*Directions*: Everything from the line containing "the man's right" down to the last line of the entries below must be transcribed exactly, and nothing else.

*Recorded information*:
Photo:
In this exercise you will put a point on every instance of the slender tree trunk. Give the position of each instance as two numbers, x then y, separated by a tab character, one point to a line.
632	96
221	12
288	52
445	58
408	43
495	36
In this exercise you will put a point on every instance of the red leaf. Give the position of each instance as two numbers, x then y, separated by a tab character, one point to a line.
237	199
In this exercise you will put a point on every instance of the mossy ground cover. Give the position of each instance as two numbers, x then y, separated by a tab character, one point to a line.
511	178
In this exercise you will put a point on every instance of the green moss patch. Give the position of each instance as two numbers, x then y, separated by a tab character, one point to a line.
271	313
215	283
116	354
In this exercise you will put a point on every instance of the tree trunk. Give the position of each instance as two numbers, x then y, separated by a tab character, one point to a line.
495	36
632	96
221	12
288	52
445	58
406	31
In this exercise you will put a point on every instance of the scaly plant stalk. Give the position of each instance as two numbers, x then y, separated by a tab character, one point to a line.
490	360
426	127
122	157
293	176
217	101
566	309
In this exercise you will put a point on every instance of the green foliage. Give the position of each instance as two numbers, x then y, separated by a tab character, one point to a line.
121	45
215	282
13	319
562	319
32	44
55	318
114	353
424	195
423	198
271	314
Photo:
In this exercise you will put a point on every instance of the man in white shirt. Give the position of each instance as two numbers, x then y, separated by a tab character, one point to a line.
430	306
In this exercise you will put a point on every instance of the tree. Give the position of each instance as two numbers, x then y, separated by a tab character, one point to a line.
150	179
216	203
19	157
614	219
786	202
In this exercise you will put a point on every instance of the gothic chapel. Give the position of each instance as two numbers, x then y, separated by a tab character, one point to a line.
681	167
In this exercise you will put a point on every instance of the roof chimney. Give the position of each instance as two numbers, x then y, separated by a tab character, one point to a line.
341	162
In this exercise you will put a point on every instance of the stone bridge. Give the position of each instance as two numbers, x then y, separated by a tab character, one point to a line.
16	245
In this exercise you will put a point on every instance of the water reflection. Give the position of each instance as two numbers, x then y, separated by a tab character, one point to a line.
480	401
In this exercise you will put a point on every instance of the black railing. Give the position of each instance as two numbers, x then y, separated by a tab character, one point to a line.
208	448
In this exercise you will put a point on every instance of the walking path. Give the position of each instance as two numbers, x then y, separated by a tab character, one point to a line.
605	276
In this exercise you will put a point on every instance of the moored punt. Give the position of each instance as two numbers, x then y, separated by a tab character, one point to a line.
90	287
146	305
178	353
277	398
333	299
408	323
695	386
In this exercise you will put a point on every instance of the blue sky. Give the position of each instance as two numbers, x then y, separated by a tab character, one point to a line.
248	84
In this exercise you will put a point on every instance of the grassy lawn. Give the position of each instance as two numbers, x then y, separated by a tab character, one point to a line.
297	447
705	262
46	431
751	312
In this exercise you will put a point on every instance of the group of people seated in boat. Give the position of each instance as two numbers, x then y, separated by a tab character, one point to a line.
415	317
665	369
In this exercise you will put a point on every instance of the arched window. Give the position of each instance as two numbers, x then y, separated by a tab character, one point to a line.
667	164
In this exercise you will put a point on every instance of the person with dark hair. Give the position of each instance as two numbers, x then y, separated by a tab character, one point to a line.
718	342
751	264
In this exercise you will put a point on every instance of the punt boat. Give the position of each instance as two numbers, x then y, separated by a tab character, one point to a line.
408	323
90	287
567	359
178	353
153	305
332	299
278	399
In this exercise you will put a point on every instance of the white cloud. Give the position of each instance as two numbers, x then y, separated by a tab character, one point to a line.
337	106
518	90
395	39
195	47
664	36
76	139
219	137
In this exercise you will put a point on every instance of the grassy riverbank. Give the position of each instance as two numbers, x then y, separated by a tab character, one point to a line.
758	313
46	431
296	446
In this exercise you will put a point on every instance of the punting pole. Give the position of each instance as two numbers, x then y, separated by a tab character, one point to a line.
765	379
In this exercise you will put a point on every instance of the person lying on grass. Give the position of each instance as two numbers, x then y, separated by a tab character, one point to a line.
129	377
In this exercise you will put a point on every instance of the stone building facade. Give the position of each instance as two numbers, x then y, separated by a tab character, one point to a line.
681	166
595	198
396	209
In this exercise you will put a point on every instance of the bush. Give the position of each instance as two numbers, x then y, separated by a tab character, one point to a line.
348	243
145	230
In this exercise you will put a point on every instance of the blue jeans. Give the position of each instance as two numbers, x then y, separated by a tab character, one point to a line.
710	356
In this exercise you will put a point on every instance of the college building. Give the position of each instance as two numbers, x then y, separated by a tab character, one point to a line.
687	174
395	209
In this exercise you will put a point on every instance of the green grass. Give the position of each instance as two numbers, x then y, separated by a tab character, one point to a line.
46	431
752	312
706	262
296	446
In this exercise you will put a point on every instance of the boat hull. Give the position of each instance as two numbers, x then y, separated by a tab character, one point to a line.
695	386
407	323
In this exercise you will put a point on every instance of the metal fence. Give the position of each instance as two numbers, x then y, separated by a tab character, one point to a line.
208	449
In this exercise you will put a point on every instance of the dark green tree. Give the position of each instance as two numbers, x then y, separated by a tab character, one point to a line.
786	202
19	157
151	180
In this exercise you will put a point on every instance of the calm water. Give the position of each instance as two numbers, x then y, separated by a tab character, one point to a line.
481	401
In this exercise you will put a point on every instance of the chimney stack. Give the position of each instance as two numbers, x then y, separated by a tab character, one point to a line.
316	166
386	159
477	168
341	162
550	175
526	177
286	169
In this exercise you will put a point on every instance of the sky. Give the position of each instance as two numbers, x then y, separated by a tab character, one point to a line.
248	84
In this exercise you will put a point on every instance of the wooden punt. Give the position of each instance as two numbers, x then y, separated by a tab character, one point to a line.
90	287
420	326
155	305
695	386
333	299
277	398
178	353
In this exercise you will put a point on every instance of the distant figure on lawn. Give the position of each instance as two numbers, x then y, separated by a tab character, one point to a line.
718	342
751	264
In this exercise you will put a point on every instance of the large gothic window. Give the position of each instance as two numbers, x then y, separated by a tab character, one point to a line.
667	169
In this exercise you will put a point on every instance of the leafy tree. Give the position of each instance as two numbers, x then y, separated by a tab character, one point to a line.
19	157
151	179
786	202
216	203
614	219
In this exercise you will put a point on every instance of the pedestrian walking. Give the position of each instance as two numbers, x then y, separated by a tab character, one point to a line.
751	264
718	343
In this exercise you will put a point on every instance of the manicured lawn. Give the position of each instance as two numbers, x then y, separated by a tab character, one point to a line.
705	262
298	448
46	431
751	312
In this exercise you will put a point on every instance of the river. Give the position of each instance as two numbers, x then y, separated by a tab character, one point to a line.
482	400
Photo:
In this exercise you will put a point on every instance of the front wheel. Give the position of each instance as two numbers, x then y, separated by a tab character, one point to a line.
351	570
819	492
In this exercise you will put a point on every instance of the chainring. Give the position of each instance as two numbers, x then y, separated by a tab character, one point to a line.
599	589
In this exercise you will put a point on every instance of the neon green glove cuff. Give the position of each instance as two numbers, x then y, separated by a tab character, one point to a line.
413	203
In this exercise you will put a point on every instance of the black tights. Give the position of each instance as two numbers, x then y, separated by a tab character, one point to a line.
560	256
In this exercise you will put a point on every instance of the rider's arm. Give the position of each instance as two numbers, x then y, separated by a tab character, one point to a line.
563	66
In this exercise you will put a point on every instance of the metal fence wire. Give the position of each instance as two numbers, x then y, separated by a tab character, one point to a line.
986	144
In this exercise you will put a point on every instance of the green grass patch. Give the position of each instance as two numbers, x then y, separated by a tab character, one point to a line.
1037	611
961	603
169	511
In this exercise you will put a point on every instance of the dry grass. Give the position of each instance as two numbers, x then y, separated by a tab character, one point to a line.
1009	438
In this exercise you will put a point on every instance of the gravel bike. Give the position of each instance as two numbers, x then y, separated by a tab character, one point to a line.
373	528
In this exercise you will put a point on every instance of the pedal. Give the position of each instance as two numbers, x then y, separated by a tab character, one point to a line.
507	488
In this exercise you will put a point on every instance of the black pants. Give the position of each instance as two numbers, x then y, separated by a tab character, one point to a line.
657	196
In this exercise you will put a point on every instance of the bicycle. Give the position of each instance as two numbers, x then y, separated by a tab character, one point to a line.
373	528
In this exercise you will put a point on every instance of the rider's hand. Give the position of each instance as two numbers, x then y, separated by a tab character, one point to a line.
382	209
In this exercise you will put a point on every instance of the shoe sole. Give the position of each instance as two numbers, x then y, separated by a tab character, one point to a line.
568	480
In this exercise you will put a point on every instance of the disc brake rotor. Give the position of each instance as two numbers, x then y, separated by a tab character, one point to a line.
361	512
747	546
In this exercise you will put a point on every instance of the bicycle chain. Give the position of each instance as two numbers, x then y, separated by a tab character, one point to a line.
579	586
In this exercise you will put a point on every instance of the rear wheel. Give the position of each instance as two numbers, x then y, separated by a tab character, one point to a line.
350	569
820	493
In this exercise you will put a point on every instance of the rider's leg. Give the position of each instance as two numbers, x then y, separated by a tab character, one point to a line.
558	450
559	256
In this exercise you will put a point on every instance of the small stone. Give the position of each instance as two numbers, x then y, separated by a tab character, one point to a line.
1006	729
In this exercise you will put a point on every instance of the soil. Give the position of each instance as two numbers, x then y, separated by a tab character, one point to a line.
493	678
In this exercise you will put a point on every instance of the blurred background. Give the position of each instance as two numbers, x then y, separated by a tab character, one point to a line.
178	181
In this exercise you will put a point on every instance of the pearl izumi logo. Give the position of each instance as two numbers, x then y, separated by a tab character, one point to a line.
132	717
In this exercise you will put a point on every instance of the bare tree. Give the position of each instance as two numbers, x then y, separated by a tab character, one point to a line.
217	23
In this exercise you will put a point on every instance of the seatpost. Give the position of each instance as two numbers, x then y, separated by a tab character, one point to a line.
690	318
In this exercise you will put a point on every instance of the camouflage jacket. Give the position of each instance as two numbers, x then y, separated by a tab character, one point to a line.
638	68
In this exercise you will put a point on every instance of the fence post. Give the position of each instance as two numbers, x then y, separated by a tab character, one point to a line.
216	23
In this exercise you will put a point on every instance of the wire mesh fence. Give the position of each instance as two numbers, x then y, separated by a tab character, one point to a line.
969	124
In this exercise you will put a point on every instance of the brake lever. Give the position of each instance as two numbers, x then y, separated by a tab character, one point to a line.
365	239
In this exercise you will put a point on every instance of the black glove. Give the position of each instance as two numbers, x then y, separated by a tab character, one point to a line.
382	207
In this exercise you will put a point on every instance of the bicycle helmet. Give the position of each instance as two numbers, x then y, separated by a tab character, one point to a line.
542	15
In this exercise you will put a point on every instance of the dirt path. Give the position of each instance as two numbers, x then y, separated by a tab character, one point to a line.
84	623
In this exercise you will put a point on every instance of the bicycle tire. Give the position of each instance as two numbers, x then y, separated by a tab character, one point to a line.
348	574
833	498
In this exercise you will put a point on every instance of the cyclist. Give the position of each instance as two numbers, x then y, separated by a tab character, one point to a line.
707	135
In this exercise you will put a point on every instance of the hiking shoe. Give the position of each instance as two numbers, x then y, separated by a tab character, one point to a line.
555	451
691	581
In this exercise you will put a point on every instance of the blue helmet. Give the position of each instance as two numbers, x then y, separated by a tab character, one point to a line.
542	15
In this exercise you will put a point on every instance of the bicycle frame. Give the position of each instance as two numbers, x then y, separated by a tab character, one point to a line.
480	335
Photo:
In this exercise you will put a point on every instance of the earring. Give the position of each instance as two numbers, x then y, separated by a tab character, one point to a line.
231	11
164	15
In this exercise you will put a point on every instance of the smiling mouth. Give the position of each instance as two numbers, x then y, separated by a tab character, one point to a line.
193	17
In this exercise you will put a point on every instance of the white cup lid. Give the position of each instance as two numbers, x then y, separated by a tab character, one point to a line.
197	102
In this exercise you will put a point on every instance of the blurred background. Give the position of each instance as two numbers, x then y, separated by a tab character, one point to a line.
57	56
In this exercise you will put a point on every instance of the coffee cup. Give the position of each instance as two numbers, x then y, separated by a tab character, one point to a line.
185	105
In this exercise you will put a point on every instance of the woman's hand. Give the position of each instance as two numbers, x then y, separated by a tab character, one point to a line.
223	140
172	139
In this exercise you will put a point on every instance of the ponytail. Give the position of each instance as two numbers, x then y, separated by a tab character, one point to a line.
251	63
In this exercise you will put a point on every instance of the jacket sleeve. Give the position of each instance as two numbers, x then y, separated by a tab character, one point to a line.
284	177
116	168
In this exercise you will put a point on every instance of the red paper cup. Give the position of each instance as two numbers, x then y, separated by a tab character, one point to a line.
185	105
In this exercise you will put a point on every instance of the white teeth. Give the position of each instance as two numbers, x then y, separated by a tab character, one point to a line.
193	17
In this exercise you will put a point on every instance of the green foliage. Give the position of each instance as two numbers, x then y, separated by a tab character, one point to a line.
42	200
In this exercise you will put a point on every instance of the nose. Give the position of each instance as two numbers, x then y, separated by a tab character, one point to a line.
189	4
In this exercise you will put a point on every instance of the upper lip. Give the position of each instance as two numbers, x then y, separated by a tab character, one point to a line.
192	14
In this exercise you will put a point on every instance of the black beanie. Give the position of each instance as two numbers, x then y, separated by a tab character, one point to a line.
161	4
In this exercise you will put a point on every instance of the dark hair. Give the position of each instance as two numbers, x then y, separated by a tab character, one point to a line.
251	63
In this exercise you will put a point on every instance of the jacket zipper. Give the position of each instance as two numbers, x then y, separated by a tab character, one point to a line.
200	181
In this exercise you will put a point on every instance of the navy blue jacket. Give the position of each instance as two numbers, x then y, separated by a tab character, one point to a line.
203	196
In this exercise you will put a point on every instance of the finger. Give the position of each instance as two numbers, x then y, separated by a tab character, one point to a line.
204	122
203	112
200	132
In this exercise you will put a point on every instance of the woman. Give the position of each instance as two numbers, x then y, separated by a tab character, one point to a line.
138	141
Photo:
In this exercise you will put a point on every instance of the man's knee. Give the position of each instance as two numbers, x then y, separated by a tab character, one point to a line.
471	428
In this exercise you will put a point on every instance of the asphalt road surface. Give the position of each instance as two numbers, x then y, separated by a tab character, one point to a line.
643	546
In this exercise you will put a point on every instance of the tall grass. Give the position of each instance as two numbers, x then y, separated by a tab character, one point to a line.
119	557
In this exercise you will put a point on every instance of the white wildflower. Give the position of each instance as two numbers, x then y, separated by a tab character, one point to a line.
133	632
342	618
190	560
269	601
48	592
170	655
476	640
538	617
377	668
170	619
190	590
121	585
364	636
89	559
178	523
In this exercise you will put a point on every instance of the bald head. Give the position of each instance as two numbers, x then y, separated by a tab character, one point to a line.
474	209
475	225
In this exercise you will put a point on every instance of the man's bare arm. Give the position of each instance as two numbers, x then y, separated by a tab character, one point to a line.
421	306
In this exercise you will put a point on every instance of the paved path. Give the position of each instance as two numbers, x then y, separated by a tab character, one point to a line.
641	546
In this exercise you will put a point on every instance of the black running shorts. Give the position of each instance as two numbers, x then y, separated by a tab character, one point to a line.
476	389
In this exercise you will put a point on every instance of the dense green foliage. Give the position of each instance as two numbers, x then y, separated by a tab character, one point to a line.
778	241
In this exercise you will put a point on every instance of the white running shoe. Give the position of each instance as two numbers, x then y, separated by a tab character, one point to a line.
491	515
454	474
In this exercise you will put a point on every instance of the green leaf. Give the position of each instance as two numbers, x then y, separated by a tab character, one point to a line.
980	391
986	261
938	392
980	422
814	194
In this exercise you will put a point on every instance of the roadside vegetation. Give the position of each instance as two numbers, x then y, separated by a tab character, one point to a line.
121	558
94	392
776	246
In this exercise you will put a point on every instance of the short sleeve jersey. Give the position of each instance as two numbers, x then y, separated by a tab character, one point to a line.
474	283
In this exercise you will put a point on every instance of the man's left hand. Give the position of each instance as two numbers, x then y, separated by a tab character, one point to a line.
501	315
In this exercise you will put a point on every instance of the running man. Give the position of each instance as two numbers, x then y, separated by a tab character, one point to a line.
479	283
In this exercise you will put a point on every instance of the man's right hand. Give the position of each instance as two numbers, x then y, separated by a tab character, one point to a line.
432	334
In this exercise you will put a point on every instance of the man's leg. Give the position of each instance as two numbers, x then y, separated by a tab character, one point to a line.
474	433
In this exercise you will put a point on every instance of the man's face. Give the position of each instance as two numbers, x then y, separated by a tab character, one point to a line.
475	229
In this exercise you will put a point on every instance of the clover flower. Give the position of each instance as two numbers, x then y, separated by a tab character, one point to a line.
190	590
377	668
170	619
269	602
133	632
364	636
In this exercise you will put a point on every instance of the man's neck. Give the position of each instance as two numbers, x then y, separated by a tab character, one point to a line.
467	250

*Correct output*:
In this exercise you will put a point on every instance of the man's right hand. Give the position of each instance as two numbers, x then y, separated by a tab character, one point to a line.
432	334
In this exercise you will put a point on every instance of the man's leg. Give the position of each instance as two numbers, x then y, separated by a tab character, one point to a line.
474	433
In this exercise you will put a point on every instance of the man's face. Give the position of each instance as two numbers, x then y, separated by a tab character, one point to a line.
475	229
In this exercise you will put a point on every instance of the clover flower. Give the position of each instance as two numbers, x then y, separated by a tab character, one point to a line.
190	590
377	668
170	619
269	602
133	632
364	636
In this exercise you will put a point on every instance of the man's neck. Give the position of each instance as two numbers, x then y, separated by a tab character, one point to a line.
467	250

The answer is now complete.